EXERCISE: Please give back an exact reproduction of the lines from the one with "Exercise. Mark the mountain" through the end of the entries below, and no others.

**** INFORMATION GIVEN ****

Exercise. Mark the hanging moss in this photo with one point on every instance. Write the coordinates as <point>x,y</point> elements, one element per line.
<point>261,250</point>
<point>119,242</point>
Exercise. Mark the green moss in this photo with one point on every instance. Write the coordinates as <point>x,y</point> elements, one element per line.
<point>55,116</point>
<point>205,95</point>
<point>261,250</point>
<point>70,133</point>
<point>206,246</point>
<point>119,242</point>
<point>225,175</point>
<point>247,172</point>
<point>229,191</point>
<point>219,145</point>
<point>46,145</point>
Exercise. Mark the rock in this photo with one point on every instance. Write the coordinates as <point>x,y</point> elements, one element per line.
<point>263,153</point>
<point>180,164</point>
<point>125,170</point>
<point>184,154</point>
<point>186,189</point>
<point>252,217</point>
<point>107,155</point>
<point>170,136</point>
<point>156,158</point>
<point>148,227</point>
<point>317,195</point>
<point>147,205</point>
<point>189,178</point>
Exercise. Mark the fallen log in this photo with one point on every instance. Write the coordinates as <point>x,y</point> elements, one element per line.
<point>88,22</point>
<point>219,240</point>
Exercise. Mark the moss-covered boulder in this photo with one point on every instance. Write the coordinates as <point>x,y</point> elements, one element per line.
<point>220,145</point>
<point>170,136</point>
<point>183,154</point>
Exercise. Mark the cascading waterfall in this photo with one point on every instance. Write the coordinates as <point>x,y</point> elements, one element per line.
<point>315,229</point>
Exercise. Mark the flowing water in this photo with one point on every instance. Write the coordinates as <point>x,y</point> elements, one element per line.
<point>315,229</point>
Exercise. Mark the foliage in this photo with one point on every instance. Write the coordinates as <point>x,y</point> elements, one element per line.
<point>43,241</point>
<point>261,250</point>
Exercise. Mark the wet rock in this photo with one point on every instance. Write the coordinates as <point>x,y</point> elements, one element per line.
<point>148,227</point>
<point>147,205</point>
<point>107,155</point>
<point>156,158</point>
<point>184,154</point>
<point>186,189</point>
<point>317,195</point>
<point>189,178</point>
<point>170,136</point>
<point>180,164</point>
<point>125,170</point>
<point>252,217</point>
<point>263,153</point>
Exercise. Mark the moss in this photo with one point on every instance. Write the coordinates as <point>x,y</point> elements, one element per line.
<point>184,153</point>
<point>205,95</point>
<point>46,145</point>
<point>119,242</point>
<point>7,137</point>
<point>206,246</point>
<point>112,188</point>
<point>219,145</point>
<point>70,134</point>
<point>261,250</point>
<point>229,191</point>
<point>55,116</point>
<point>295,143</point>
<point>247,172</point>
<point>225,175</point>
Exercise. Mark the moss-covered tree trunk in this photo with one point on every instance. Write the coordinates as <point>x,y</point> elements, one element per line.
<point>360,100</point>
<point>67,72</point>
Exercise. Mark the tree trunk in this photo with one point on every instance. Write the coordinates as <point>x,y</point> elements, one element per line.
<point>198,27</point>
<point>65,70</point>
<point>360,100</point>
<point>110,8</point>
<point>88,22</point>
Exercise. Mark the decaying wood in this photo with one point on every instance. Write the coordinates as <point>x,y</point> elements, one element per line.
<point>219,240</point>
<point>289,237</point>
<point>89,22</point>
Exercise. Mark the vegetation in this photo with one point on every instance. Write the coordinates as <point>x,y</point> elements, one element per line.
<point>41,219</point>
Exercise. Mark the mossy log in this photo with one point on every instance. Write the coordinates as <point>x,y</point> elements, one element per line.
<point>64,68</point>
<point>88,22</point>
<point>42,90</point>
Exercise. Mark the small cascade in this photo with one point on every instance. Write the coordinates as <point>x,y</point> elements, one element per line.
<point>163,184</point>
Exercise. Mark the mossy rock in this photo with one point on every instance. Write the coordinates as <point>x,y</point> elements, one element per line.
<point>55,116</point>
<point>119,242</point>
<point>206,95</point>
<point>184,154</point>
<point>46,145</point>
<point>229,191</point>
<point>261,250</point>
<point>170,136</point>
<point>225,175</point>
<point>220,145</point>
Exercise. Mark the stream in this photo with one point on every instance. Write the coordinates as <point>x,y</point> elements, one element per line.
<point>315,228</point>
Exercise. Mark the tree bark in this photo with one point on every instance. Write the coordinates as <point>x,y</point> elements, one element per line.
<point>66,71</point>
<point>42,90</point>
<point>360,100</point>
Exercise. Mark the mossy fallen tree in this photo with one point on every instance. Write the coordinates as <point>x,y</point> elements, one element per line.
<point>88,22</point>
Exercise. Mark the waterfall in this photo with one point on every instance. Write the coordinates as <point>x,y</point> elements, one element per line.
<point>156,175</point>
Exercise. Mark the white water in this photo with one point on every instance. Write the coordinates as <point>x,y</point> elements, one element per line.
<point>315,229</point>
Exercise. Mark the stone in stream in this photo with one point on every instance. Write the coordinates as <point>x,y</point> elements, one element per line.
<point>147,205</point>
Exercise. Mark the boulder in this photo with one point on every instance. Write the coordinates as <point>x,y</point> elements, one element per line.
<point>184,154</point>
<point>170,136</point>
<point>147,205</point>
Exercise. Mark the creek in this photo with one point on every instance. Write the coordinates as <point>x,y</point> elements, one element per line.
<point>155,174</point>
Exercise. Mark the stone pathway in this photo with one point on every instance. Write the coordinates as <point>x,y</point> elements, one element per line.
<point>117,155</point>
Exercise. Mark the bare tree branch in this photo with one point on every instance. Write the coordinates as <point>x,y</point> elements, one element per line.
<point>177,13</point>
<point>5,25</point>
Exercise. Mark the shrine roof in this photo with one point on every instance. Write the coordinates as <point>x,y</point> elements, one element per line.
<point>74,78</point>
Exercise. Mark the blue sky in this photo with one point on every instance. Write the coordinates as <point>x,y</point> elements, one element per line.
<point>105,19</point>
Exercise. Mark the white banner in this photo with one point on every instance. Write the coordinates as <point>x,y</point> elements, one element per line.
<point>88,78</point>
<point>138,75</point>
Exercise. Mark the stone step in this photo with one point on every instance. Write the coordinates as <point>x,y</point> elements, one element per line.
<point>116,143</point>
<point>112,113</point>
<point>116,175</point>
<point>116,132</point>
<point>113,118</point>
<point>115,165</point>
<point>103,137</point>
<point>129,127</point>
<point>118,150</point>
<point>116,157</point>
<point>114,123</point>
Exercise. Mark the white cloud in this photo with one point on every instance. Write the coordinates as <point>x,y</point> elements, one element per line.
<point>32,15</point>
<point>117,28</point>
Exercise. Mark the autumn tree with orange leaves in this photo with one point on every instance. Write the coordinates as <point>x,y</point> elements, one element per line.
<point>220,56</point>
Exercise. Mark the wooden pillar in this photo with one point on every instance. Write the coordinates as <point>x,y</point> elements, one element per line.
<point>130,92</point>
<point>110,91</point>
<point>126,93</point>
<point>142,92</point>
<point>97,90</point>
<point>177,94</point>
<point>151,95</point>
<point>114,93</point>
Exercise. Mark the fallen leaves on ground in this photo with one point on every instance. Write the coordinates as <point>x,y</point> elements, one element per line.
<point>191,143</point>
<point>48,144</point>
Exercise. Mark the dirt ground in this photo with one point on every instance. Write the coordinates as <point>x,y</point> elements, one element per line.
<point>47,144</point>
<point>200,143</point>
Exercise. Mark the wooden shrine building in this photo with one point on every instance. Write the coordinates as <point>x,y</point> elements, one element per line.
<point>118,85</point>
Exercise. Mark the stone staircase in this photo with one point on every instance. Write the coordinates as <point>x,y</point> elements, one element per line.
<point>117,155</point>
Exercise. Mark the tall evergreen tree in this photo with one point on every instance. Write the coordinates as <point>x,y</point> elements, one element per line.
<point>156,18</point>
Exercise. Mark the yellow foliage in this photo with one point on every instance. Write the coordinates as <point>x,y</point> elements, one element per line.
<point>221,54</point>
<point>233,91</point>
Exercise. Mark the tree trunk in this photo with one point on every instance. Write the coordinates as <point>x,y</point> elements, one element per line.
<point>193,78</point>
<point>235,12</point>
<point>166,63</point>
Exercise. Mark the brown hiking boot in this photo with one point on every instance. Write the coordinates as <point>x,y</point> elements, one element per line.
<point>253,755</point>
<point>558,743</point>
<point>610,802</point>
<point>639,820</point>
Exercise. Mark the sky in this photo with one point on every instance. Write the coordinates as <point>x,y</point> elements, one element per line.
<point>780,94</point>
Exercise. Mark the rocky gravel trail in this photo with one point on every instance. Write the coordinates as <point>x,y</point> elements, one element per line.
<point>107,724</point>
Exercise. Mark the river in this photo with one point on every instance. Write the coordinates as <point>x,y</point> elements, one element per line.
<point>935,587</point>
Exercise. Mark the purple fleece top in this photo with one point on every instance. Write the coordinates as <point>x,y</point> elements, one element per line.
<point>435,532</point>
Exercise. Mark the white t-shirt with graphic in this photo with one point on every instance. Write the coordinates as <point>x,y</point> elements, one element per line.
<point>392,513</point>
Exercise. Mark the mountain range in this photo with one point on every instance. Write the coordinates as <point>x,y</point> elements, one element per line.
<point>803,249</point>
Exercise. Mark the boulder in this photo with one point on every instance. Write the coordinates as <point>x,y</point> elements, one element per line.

****

OUTPUT OF THE TASK:
Exercise. Mark the mountain range in this photo with one point on every instance. Write the coordinates as <point>x,y</point> elements, one element per line.
<point>803,249</point>
Exercise. Mark the boulder in this photo with one point on every instance. Write the coordinates as <point>x,y</point> elements, one element per line.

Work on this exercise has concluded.